• [EXERCÍCIO PROPOSTO A]: Transcreva sem alterações o trecho da reportagem sobre a votação do impeachment, começando em "Correio braziliense, n." e terminando em "Dilma seja destituída.".
------ TRECHO DO DOCUMENTO
Correio braziliense, n. 19313, 11/04/2016. Política, p. 2

O dia seguinte à votação do impeachment

Marcella Fernandes

Hédio Ferreira Júnior

Seja qual for o resultado da votação do impeachment na Câmara dos Deputados, previsto para domingo, a turbulência que tira a estabilidade do governo e paralisa o Brasil ainda estará longe do fim. Sem poder de governabilidade, com a economia do país estagnada e refém de acordos com pequenos partidos para salvar o próprio mandato, a presidente Dilma Rousseff tende a não encontrar a calmaria, mesmo que consiga um terço dos votos. Especialistas ouvidos pelo Correio vislumbram meses de tensão e nenhum avanço político e econômico, seja com a continuidade do PT no poder, seja com a convocação de novas eleições, caso Dilma seja destituída.

Não há previsão apocalíptica para o dia seguinte da votação, mas é senso comum que os próximos sete dias serão determinantes. Após a comissão especial da Câmara dos Deputados analisar hoje o parecer do deputado Jovair Arantes (PTB-GO), favorável ao afastamento da petista, o texto irá para o plenário da Casa. Pelo calendário dos congressistas, a discussão com os 513 deputados começa na sexta-feira e se estenderá no fim de semana. Ali, o placar é incerto. A oposição ainda não dá como garantidos os 342 votos necessários para que o processo siga para o Senado e o governo também não fechou os 171 do outro lado.

Se a Câmara for favorável à saída de Dilma, uma comissão de 21 senadores analisará o resultado. O parecer é votado no colegiado e vai para o plenário, onde precisa de maioria simples dos que estiverem presentes para determinar o afastamento temporário da petista. Se isso acontecer, o vice-presidente Michel Temer assume. Nesse cenário, o Senado tem 180 dias para analisar o impedimento definitivo, que é votado em plenário, durante sessão comandada pelo presidente do Supremo Tribunal Federal (STF), Ricardo Lewandowski. Para que Temer assuma definitivamente são necessários os votos de 54 senadores. Se o impeachment não passar na Câmara, o processo é encerrado.

Quem observa a cena política atual aposta na continuidade da crise em ambos os casos. Se Dilma permanecer, serão necessárias mudanças determinantes na condução dos trabalhos com o Congresso, envolvendo a distribuição de cargos entre os partidos da base, como PP, PR e PSD e conversas para garantia de apoio nas votações de propostas necessárias para retomada da economia. A continuidade da Operação Lava-Jato também é outro fator de instabilidade, uma vez que novos fatos de envolvimento do PT podem ser revelados.
------------
------ LINHAS DO CONJUNTO
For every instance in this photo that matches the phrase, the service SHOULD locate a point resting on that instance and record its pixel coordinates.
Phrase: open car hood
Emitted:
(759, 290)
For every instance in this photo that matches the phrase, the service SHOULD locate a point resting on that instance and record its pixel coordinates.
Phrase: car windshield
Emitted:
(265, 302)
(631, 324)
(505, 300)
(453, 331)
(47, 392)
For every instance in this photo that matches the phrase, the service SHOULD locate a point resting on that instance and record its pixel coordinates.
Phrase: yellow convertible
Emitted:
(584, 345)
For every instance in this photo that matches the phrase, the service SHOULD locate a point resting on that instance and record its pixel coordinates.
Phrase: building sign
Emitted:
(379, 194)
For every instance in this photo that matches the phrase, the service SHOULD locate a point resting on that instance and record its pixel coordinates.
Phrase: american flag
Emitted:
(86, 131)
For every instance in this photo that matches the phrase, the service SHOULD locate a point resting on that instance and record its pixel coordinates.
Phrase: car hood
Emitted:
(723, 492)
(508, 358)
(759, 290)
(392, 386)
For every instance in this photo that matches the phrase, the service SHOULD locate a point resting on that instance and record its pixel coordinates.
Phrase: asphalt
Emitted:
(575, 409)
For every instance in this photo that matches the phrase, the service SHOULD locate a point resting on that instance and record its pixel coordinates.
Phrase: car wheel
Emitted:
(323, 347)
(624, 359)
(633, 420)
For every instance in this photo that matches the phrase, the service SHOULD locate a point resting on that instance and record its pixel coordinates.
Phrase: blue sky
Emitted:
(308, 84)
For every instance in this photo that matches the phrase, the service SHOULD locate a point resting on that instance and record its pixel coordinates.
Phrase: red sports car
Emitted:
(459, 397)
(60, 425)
------------
• [EXERCÍCIO PROPOSTO B]: Localize e copie todas as linhas acima que contêm a string "hood", levando em conta a diferença entre maiúsculas e minúsculas.

• [RESPOSTA DA TAREFA A]:
Correio braziliense, n. 19313, 11/04/2016. Política, p. 2

O dia seguinte à votação do impeachment

Marcella Fernandes

Hédio Ferreira Júnior

Seja qual for o resultado da votação do impeachment na Câmara dos Deputados, previsto para domingo, a turbulência que tira a estabilidade do governo e paralisa o Brasil ainda estará longe do fim. Sem poder de governabilidade, com a economia do país estagnada e refém de acordos com pequenos partidos para salvar o próprio mandato, a presidente Dilma Rousseff tende a não encontrar a calmaria, mesmo que consiga um terço dos votos. Especialistas ouvidos pelo Correio vislumbram meses de tensão e nenhum avanço político e econômico, seja com a continuidade do PT no poder, seja com a convocação de novas eleições, caso Dilma seja destituída.

• [RESPOSTA DA TAREFA B]:
Phrase: open car hood
Phrase: car hood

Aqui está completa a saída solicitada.